* [TASK] Beginning with the line that contains "Annotation task: mark the mount", transcribe every line down to the end of the entries, exactly, and no other lines.

══════════════════════════════

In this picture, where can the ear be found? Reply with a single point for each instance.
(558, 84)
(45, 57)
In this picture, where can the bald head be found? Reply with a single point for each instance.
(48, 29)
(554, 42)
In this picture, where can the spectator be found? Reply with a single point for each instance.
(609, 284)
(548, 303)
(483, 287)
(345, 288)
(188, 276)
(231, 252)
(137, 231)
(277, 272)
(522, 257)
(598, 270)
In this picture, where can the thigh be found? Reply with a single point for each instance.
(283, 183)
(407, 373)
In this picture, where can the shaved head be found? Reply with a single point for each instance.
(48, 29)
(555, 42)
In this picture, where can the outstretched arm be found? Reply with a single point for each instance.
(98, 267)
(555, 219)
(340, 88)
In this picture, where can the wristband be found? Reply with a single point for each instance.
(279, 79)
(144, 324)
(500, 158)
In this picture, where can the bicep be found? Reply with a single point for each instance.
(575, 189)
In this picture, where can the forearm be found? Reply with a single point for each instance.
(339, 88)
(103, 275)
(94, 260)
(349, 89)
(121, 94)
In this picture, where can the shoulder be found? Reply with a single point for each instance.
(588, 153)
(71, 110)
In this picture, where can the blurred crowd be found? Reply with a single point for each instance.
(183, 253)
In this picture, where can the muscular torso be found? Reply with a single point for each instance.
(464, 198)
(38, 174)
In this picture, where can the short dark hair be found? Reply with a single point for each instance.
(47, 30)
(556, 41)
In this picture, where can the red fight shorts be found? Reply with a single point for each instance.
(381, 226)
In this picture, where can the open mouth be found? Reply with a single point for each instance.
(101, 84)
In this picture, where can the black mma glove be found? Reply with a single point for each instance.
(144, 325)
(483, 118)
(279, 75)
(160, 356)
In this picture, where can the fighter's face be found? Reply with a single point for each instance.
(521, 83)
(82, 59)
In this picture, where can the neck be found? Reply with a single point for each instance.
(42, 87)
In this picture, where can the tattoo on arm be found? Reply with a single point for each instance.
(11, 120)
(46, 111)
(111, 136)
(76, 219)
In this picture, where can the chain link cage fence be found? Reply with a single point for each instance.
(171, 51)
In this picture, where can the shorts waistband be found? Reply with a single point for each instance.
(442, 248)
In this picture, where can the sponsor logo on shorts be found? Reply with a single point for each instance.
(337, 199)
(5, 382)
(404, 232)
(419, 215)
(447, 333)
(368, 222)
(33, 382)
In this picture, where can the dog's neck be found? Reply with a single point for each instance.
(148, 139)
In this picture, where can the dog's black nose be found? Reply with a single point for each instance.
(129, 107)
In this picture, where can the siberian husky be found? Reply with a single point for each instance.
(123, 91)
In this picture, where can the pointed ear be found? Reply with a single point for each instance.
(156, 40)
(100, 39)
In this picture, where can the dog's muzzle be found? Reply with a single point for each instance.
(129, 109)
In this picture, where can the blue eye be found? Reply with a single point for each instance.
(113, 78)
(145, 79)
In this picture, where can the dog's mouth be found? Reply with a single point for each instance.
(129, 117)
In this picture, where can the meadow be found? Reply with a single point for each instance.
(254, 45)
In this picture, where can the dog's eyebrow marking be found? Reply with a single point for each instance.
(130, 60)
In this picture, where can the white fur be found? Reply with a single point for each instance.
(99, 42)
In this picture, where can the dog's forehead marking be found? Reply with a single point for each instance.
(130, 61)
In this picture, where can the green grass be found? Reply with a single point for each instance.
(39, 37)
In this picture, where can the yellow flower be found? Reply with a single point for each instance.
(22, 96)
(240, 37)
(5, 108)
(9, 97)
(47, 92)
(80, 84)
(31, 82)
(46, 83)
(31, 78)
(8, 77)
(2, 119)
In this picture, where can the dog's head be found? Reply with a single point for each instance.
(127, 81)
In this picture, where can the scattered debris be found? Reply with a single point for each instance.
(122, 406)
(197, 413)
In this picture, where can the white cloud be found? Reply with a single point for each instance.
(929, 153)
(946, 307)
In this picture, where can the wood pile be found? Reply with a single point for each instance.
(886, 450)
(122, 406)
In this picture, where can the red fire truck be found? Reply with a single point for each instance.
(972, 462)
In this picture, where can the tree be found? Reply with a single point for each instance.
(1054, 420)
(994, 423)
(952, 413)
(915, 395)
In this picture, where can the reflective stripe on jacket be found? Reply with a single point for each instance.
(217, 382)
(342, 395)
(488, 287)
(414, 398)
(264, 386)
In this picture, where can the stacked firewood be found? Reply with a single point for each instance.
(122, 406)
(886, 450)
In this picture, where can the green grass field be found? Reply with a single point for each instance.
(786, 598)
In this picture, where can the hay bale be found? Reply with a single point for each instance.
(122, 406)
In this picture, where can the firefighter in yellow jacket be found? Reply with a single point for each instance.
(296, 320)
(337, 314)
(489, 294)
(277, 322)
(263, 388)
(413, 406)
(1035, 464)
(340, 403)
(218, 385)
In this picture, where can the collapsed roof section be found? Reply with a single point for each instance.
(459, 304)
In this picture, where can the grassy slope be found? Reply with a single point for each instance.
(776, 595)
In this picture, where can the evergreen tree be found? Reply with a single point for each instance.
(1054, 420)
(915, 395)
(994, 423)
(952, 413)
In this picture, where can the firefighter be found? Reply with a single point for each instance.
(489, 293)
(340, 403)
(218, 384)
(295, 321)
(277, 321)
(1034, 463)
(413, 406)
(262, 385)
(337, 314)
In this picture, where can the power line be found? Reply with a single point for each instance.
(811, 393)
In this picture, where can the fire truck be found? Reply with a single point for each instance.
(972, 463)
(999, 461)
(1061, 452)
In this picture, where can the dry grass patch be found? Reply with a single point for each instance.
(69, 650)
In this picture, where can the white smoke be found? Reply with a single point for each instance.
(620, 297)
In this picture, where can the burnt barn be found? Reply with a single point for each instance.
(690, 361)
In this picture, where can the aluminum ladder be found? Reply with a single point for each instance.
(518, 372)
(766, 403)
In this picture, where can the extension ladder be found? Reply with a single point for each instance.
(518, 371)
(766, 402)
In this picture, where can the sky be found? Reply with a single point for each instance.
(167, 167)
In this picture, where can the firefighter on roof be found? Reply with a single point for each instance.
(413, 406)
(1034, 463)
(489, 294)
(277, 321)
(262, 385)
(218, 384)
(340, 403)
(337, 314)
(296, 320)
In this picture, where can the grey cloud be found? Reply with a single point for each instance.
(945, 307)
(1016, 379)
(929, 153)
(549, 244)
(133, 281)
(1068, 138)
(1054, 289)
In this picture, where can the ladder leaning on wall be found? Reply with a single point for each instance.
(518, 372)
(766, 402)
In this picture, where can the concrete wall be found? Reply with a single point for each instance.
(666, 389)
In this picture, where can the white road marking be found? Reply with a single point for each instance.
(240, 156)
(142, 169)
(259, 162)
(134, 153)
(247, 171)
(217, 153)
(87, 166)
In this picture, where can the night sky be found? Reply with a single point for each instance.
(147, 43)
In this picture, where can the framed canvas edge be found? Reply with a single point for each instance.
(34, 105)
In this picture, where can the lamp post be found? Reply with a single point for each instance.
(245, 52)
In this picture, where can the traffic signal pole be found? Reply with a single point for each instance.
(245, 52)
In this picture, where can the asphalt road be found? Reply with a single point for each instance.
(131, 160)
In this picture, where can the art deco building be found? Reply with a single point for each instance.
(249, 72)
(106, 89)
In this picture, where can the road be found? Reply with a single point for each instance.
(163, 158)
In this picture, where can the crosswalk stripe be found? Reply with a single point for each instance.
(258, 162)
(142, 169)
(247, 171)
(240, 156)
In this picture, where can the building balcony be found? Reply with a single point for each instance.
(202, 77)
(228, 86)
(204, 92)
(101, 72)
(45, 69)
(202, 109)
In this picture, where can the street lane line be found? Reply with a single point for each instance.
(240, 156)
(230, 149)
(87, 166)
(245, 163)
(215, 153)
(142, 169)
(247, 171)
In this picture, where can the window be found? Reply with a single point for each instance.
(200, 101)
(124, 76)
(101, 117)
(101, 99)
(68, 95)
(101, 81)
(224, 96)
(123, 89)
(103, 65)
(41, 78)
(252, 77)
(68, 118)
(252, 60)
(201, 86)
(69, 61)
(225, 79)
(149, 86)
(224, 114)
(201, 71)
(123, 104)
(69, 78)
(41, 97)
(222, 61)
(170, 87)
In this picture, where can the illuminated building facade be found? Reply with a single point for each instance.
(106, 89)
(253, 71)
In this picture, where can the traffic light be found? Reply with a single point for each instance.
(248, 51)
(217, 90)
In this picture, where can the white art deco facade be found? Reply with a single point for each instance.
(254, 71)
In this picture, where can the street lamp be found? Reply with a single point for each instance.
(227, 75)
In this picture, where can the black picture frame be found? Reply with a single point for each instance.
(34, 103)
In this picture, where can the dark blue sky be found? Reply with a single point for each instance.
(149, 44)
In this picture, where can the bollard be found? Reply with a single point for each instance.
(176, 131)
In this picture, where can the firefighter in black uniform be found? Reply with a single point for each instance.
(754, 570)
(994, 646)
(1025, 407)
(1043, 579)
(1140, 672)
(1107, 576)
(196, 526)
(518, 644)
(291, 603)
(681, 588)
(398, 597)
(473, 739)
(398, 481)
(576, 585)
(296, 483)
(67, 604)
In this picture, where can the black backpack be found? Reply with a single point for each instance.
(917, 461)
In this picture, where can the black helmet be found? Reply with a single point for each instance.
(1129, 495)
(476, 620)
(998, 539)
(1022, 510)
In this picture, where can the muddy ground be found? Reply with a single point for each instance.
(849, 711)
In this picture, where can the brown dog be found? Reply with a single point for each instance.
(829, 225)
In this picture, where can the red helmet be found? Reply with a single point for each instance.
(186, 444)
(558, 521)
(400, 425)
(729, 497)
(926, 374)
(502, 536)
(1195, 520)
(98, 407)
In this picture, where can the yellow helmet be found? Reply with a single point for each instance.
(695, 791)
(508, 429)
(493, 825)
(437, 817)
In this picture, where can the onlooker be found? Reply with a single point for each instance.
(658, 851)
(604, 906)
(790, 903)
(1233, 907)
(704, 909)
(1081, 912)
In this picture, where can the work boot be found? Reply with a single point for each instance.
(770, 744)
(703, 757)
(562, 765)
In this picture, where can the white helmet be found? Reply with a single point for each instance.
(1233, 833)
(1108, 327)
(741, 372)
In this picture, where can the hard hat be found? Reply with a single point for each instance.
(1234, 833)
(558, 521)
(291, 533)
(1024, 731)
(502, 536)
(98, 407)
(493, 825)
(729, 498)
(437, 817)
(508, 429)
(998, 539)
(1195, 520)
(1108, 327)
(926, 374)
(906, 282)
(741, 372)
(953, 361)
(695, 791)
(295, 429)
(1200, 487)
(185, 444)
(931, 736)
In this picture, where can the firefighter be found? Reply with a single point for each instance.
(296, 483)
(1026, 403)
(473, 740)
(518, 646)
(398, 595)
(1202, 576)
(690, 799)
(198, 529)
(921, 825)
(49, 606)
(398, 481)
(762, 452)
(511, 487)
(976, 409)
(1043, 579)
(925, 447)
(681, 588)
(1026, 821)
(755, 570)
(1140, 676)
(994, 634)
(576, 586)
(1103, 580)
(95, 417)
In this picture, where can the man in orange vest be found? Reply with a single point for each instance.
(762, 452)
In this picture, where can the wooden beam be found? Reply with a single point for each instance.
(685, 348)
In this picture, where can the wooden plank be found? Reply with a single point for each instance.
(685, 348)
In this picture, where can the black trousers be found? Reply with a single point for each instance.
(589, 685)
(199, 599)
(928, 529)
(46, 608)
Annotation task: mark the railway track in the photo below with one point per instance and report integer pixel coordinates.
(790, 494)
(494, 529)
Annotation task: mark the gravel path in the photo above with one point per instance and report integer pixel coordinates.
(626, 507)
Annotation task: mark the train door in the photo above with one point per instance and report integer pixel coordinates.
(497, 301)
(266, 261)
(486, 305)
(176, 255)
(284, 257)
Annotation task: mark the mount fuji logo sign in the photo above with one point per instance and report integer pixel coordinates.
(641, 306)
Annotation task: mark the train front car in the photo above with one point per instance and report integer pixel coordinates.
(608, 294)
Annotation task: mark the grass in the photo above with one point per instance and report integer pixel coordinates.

══════════════════════════════

* [ANSWER TO THIS TASK]
Annotation task: mark the mount fuji logo sign in the photo above with one point per instance and report integer pixel coordinates.
(641, 306)
Annotation task: mark the train front car in the photo above with one point per instance and report integer pixel coordinates.
(608, 294)
Annotation task: mark the grass in the photo above with one point per instance and report integer pixel coordinates.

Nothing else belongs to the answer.